● Part of a data file
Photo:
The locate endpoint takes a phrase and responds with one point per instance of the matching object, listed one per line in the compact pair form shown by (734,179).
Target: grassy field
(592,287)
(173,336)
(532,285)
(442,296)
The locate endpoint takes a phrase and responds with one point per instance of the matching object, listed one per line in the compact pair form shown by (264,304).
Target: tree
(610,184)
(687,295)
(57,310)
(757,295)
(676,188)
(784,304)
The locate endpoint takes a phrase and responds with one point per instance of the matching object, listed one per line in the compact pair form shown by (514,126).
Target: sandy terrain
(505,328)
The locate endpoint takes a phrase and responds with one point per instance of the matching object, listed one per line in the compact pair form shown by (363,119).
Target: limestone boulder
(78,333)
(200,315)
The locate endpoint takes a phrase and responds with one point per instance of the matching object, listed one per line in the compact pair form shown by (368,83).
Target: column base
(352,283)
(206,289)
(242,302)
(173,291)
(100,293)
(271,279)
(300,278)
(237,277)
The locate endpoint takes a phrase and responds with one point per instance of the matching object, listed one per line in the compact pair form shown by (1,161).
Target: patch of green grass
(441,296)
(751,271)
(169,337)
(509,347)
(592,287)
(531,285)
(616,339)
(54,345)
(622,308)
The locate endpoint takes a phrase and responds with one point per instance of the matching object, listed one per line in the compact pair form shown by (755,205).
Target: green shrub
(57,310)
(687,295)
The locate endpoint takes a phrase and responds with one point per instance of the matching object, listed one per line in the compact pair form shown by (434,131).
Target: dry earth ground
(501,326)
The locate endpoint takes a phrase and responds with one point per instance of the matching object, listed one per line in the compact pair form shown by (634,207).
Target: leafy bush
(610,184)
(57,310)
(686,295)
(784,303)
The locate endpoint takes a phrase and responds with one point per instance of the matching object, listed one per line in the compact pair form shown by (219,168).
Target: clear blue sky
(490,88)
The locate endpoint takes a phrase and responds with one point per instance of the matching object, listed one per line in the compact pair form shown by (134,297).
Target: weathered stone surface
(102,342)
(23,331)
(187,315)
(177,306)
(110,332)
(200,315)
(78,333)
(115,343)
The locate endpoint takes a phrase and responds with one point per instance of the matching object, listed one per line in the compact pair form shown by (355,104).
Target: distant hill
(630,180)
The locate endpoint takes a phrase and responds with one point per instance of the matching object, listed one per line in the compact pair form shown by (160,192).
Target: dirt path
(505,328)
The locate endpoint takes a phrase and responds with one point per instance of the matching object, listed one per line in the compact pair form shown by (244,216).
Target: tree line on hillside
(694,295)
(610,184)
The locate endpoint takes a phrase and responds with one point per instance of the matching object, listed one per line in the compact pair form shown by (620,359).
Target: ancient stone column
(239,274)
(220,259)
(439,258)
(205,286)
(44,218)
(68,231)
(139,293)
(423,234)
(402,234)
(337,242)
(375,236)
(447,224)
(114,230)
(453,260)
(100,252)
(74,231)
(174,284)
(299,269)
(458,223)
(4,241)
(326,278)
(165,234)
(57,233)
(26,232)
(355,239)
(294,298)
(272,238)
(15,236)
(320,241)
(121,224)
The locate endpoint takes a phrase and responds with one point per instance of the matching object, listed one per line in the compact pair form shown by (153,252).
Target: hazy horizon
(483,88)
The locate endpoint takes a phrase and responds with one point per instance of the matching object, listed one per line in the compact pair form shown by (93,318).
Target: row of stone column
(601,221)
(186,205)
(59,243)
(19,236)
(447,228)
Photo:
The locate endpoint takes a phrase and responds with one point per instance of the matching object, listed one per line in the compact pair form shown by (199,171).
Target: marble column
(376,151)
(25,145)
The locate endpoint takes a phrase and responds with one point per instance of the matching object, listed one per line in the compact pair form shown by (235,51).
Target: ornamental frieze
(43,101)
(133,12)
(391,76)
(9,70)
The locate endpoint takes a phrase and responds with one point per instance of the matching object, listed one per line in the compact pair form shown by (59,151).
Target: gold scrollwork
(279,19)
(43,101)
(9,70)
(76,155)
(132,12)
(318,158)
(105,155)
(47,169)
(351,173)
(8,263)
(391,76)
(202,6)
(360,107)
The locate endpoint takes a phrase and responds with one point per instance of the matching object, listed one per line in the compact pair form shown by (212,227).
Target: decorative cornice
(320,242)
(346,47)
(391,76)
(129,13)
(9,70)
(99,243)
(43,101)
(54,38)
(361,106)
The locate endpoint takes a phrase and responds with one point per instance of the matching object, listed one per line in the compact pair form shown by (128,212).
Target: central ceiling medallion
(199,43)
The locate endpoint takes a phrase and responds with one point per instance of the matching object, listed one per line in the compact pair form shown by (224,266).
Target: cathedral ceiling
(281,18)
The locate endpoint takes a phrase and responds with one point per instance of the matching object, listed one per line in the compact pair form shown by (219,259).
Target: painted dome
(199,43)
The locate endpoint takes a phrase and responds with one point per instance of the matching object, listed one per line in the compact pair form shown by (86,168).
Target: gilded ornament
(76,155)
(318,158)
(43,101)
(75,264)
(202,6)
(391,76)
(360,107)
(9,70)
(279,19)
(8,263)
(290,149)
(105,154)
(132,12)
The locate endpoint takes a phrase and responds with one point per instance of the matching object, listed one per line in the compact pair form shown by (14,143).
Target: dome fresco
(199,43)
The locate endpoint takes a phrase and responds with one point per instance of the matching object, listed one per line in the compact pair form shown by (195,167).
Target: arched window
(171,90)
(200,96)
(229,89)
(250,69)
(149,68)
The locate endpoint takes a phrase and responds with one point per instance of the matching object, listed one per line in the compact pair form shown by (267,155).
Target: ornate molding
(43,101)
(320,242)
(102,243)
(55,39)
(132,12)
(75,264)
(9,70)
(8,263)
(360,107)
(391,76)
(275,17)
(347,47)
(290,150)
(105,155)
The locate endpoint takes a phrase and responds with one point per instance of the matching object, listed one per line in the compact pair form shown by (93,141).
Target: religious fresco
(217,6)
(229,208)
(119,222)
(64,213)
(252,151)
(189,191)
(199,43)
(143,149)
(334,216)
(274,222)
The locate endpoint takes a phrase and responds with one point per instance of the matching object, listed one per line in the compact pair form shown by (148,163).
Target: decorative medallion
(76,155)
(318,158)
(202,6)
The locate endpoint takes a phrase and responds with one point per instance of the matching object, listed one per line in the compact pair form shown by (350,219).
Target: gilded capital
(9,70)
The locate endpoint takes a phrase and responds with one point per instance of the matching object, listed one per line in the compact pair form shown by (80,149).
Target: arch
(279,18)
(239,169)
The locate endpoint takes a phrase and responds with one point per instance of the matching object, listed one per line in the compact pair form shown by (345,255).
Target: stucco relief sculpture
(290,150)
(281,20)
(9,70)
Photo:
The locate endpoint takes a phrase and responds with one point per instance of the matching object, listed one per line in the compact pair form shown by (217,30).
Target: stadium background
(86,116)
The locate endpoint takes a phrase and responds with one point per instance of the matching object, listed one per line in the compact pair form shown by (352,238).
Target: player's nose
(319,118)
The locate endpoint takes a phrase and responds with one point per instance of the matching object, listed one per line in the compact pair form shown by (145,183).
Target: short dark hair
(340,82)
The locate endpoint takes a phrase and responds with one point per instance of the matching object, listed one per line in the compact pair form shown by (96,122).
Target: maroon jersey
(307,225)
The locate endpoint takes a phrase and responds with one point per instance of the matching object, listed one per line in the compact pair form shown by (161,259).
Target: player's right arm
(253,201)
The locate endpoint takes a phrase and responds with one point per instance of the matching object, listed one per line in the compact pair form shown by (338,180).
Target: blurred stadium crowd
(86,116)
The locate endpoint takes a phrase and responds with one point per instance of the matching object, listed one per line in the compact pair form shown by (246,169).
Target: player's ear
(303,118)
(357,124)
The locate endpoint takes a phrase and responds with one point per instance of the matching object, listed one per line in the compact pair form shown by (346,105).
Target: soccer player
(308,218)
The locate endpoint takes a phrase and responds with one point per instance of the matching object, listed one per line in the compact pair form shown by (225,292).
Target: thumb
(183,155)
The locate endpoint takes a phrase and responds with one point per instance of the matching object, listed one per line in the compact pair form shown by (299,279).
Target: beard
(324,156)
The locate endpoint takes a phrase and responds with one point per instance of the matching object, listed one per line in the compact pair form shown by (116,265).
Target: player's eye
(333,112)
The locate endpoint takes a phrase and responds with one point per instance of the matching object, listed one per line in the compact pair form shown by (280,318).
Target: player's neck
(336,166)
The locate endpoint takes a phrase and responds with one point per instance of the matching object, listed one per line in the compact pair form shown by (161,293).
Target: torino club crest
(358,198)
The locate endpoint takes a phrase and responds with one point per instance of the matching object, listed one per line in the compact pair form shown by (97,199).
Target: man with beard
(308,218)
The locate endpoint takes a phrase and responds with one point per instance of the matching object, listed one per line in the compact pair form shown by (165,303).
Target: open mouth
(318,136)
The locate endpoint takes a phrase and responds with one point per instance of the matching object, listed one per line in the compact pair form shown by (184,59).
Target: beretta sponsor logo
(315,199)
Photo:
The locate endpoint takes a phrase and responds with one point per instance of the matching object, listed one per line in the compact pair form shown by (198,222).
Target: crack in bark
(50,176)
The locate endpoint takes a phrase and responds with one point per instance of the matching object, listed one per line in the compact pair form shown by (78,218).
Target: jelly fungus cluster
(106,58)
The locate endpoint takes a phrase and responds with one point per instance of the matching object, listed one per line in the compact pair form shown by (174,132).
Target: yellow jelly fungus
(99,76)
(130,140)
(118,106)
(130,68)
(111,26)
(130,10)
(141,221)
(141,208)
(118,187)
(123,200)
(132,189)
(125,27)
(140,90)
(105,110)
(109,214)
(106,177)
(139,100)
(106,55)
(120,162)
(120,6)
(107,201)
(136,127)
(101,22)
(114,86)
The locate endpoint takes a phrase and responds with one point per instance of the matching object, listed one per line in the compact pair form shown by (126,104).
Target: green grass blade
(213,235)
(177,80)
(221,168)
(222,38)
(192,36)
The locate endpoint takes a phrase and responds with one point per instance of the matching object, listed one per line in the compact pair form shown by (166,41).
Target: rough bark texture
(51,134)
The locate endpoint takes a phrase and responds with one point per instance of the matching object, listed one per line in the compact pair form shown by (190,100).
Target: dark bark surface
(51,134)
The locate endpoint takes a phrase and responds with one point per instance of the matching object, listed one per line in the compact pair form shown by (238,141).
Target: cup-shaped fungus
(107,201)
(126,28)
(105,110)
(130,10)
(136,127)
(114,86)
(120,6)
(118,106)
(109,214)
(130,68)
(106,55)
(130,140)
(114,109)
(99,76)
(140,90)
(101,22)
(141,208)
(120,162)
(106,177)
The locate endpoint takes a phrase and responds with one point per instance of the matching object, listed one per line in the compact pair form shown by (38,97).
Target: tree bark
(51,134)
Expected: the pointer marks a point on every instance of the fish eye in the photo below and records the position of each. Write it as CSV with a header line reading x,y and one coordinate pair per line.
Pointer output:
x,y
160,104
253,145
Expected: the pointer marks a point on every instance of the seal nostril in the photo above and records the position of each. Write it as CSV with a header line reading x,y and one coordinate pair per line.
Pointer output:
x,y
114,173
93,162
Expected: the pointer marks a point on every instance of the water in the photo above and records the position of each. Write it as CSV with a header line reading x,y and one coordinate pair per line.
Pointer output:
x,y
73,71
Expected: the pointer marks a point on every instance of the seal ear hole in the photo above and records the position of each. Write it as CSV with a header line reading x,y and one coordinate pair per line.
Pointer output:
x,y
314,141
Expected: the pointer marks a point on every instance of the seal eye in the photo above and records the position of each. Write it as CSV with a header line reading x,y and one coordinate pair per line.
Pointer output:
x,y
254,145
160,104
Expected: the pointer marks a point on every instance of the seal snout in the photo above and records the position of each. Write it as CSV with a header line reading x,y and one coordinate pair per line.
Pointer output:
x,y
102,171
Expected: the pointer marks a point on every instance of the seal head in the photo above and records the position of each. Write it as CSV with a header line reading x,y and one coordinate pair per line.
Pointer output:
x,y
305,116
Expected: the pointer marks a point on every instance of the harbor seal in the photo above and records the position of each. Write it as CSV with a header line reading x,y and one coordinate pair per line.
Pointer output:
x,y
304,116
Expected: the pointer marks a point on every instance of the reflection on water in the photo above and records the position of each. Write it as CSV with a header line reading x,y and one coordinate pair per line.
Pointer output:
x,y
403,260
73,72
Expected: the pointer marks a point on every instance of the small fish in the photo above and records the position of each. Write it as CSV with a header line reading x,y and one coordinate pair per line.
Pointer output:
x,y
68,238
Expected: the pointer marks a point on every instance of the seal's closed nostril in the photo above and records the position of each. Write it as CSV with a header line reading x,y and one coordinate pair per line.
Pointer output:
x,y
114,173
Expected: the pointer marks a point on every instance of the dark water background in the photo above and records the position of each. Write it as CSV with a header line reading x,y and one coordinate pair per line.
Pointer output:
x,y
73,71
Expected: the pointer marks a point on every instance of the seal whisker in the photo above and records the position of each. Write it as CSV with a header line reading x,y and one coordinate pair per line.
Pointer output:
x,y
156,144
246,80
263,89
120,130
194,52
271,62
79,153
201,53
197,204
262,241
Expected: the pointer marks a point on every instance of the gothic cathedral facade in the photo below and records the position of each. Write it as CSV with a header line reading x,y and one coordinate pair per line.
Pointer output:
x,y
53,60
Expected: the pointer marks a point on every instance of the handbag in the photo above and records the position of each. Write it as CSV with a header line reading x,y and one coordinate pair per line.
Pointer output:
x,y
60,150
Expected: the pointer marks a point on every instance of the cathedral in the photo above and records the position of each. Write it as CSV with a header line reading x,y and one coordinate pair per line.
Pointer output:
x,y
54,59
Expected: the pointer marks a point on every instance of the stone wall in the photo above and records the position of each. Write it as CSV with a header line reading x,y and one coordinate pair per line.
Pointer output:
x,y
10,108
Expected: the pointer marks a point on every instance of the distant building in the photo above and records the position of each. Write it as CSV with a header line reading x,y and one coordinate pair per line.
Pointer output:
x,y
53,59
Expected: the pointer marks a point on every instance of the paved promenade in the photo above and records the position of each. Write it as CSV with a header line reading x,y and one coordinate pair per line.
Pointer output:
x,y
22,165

● The problem
Exactly and only the lines from the line containing "of the stone" through the last line of the entries should be copied, both ends included.

● Solved problem
Expected: the pointer marks a point on every instance of the stone wall in the photo above and records the position of each. Write it as CSV with a header line reading x,y and one coordinate pair per line.
Pointer output:
x,y
10,108
Expected: the pointer marks a point on every instance of the distant building in the photo above and records the position of each. Write it as CSV with a header line reading x,y and one coordinate pair per line.
Pointer output:
x,y
53,59
Expected: the pointer marks a point on every instance of the paved promenade in the photo above and records the position of each. Write it as CSV with a header line reading x,y and one coordinate pair per line.
Pointer output:
x,y
22,165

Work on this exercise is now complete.